Write out exactly the lines from the one containing "Where can you spot the ornamental" through the last line of the records below, both included, and leave out any pictures.

Dataset records section start

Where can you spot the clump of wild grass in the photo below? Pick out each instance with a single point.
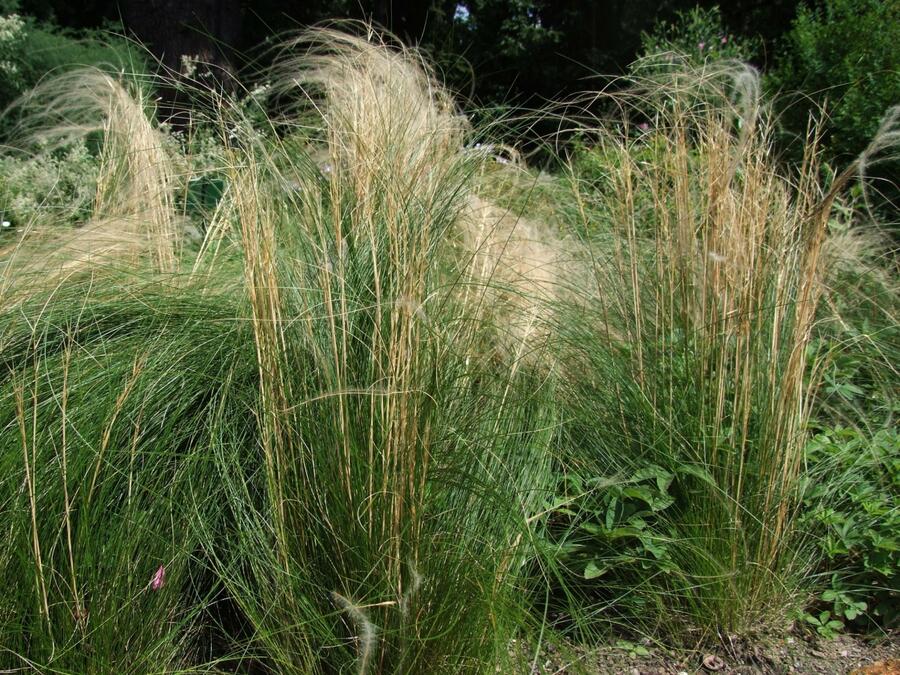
(304, 424)
(689, 351)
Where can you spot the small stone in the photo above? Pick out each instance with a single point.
(712, 662)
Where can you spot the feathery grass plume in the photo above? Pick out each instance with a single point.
(107, 390)
(693, 357)
(392, 458)
(133, 217)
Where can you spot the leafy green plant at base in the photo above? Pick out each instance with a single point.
(316, 427)
(850, 511)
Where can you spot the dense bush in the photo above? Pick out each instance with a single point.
(698, 34)
(844, 56)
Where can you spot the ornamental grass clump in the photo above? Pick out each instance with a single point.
(687, 361)
(291, 449)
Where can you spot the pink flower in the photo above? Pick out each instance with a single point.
(159, 578)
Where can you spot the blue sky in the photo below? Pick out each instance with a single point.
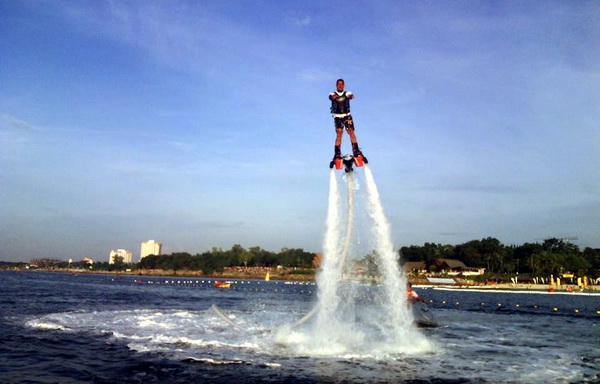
(205, 124)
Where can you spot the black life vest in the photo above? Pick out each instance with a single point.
(341, 104)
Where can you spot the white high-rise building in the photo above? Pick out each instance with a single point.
(150, 247)
(125, 254)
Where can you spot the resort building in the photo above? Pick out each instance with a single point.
(150, 247)
(125, 254)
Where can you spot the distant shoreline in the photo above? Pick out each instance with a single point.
(259, 273)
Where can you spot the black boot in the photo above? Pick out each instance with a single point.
(337, 152)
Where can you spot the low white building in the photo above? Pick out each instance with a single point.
(150, 247)
(125, 254)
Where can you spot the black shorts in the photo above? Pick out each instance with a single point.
(341, 122)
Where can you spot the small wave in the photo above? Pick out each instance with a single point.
(40, 324)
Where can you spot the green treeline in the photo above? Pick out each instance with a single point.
(217, 259)
(553, 256)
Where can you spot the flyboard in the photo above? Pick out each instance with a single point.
(347, 162)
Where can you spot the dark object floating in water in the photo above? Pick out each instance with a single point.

Dataset records section end

# [Response]
Where can you spot the ornamental grass clump in the photo above? Pick out each instance with a single point.
(687, 361)
(291, 449)
Where can you spot the pink flower in the photo above? Pick out each instance with a single point.
(159, 578)
Where can you spot the blue sky in the photo below? Pick out each instance with a single point.
(205, 124)
Where can you spot the black life vest in the photo above? Pick out each instance with a single point.
(341, 104)
Where can you spot the white high-rise building in the photo above? Pick out each instance with a single point.
(150, 247)
(125, 254)
Where can you spot the resort building in the photo above? Pick out each instance with a single point.
(150, 247)
(125, 254)
Where can you spot the distant shoreline in the photo above? Pick out each instance with a single point.
(259, 273)
Where can you spot the black boot in the photo above? Pick out each instance with a single point.
(337, 152)
Where can you spot the low white building in the photo above? Pick out each instance with a single point.
(150, 247)
(125, 254)
Where can you spot the black shorts in the photo above? Pick out each instance with a single point.
(341, 122)
Where can you spot the small wave in the photo above? Pick out each instance with a single point.
(40, 324)
Where can you spot the green treeline in the photo above? Pick out each instance with a single point.
(217, 259)
(553, 256)
Where can you spot the flyboard in the photo above? Pick out each instance with a single point.
(347, 162)
Where can you spot the dark object floating in water in the photo above? Pick out each instance with a single point.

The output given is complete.